Work to do =
1. List the enrichment classes that the article on Norwalk's 2015-16 operating budget says Kelly Robertson sought funding for.
2. Continue the article on Norwalk's 2015-16 operating budget after its final sentence, which quotes Erik Anderson.

Excerpt =
# # # #
Director of Management and Budgets Bob Barron
Director of Management and Budgets Bob Barron discusses buckets of money at Monday’s Board of Estimate and Taxation meeting in City Hall.

NORWALK, Conn. – The SoNo Stars and the Mayor’s Summer Youth program are slated for funding in the newly approved 2015-16 Norwalk operating budget, as is a new engineer for the Department of Public Works. A South Norwalk Community Center enrichment program is not.

The Board of Estimate and Taxation stayed within the operating budget cap imposed by the Common Council as it voted Monday to take $51,000 out of a $12 million insurance fund to keep the SoNo Stars, a group of disabled people who clean SoNo streets, in business, as well as to show local donors that the city supports the Mayor’s Summer Youth program. SoNoCC Executive Director Kelly Robertson was told that she needs to get creative to find funding, that the center’s entire budget cannot come out of taxpayer dollars. A grant for the Fair Housing office was also left out of the city’s operating budget.

The BET began its meeting $70,000 over the $309,714,111 cap for spending from Norwalk tax dollars set by the Council.  It ended the meeting on the money, with a $327,030,611 total expenditure and $17, 316,500 in intergovernmental revenues.

Robertson was looking for $26,000 for enrichment programs for the children in the After the Bell program, including classes in art, chess, cooking and dance. But her attempts to answer questions from BET members drew confusion, and more questions.

“There isn’t the kind of clarity here that we usually get in our grant applications,” BET Chairman Jim Clark finally said.

BET member Anne Yang Dwyer told her to think of other ways to raise money. So did BET member Erik Anderson.

“This might be the year for you, as your first full year (as executive director) to really get some creative initiatives going because unfortunately the money is not there,” Anderson said.
# # # #
Data provided =
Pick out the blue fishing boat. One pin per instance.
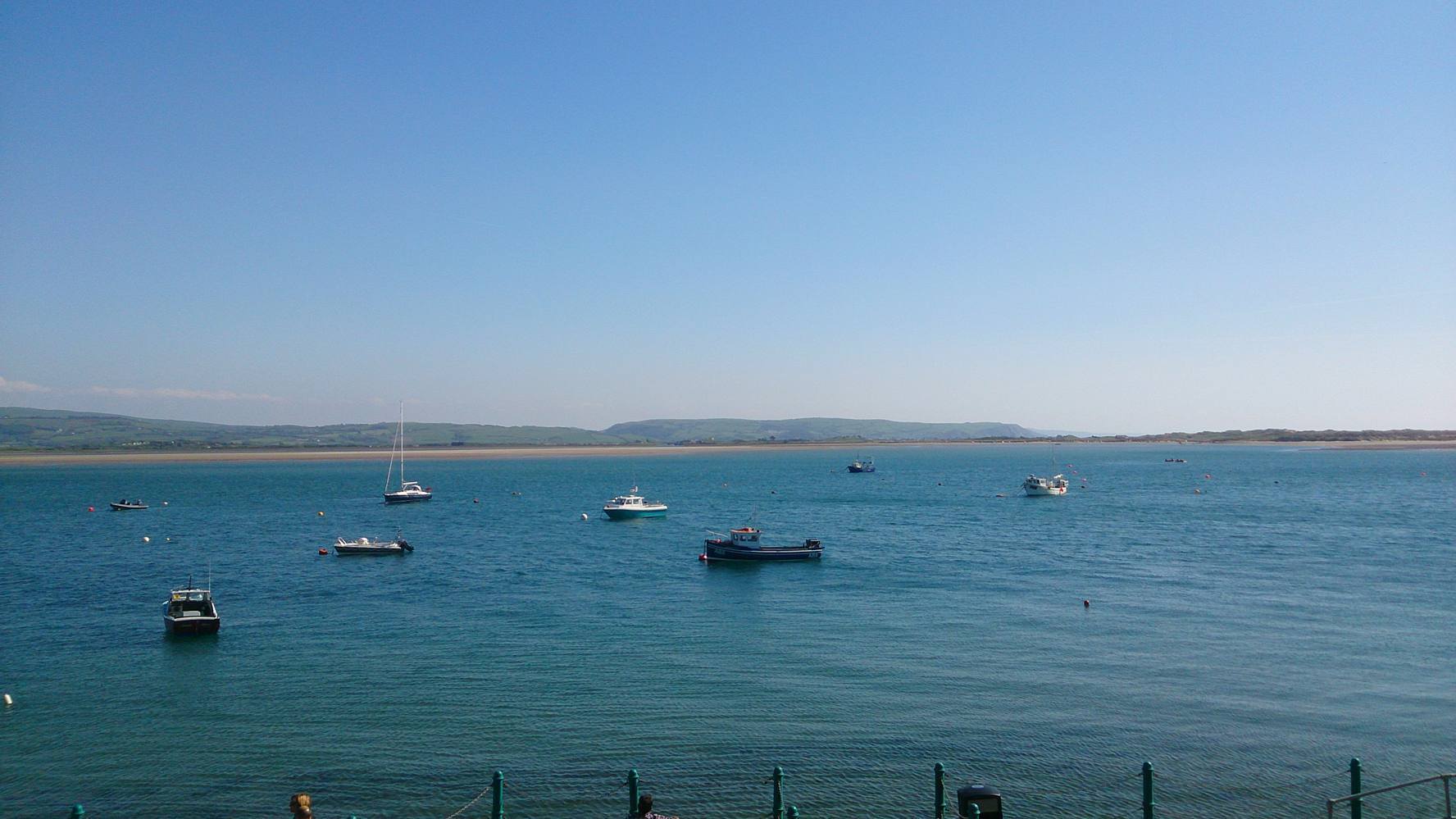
# # # #
Responses to the exercise =
1. Art, chess, cooking, dance

2.
Clark pointed out that the After the Bell program is being paid for by the Board of Ed, which is also taxpayer money. He asked her how much of SoNoCC’s budget comes from Norwalk tax dollars.

Mayor Harry Rilling
Mayor Harry Rilling listens to SoNoCC Executive Director Kelly Robertson at Monday’s Board of Estimate and Taxation meeting in City Hall.

“They are changing with it because it has, we have gone now, this year we will be going to a six week program, because we will be starting a new fourth, and I am still waiting for them to actually give me that budget. The contract that we did sign, that was what I used for these numbers, and for these numbers to be accurate,” Robertson said.

A proposed $16,000 increase to the Fair Rent Office to fund administrative support was also slashed, because Norwalk Fair Housing Officer Margaret Suib has $4,000 left in her account this year. Director of Management and Budgets Bob Barron said Suib has gotten in-kind donations, and is not confident that her account will stay inflated, but BET members said she should be encouraged to come in for a special appropriation if she needs it.

Mayor Harry Rilling said it was important to fund the $20,000 for the Mayor’s Summer Youth Employment program, which would fund job training, in addition to the $70,000 that is already in the budget.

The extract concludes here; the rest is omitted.